- _Work required_: Exactly as they appear, output all of the entries.

## begin

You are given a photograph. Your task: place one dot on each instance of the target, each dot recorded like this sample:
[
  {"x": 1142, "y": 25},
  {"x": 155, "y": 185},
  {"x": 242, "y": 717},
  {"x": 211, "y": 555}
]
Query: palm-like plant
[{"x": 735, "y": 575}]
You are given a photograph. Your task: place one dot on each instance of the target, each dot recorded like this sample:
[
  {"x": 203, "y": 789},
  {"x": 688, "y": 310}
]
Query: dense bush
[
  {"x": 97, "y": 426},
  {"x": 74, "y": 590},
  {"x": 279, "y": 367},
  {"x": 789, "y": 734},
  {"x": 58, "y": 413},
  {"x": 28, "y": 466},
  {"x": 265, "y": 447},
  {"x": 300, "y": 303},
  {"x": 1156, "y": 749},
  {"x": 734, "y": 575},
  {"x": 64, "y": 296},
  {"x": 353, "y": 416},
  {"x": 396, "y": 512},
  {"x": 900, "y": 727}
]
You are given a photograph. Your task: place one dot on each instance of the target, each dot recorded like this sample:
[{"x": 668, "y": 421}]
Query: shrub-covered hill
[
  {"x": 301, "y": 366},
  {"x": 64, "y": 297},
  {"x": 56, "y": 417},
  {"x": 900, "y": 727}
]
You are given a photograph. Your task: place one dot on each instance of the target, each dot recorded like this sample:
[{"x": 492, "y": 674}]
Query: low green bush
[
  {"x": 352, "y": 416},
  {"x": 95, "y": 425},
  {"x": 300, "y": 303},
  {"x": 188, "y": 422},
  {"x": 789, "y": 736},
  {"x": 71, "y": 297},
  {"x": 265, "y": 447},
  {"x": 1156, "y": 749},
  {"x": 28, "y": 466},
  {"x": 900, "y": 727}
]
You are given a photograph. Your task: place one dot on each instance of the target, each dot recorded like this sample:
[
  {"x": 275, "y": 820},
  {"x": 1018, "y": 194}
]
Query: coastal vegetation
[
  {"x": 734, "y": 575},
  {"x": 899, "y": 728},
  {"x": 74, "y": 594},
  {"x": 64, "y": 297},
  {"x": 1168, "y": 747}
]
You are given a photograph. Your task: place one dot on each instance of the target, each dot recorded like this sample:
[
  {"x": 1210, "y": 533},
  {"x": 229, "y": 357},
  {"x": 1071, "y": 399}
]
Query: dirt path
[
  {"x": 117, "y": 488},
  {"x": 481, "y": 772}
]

## end

- _Task answer_:
You are given a photograph. Your task: place one dot on each instance of the target, each dot recorded like this sample:
[
  {"x": 1142, "y": 25},
  {"x": 155, "y": 185},
  {"x": 242, "y": 717},
  {"x": 211, "y": 555}
]
Query: palm-like plant
[{"x": 735, "y": 575}]
You are given a photograph. Your task: place one dot on each instance of the target, each dot recorded like this sample:
[
  {"x": 203, "y": 789},
  {"x": 688, "y": 310}
]
Query: dense bush
[
  {"x": 97, "y": 426},
  {"x": 74, "y": 590},
  {"x": 279, "y": 367},
  {"x": 789, "y": 734},
  {"x": 58, "y": 413},
  {"x": 28, "y": 466},
  {"x": 265, "y": 447},
  {"x": 300, "y": 303},
  {"x": 1156, "y": 749},
  {"x": 734, "y": 575},
  {"x": 64, "y": 296},
  {"x": 353, "y": 416},
  {"x": 396, "y": 512},
  {"x": 900, "y": 727}
]
You are given a photograph. Your task: place one dot on each instance of the target, each dot recorded like this sample:
[{"x": 668, "y": 421}]
Query: shrub-covered hill
[
  {"x": 301, "y": 366},
  {"x": 64, "y": 297},
  {"x": 56, "y": 417},
  {"x": 900, "y": 727}
]
You are given a photograph. Your task: place one dot on each instance of the target, each dot recorded like this sample:
[{"x": 492, "y": 674}]
Query: low green bush
[
  {"x": 352, "y": 416},
  {"x": 95, "y": 425},
  {"x": 300, "y": 303},
  {"x": 188, "y": 422},
  {"x": 789, "y": 736},
  {"x": 71, "y": 297},
  {"x": 265, "y": 447},
  {"x": 1156, "y": 749},
  {"x": 28, "y": 466},
  {"x": 900, "y": 727}
]
You are given a photograph. Your task: place one dot on each instance of the target, each dot recorded like this sample:
[
  {"x": 275, "y": 820},
  {"x": 1018, "y": 194}
]
Query: coastal vegetation
[
  {"x": 734, "y": 575},
  {"x": 899, "y": 728},
  {"x": 74, "y": 594},
  {"x": 64, "y": 297},
  {"x": 1168, "y": 747}
]
You are given a photograph. Your task: place one dot on each instance of the target, each dot recorded like this sample:
[
  {"x": 1210, "y": 533},
  {"x": 229, "y": 357},
  {"x": 1071, "y": 399}
]
Query: dirt path
[
  {"x": 117, "y": 488},
  {"x": 481, "y": 772}
]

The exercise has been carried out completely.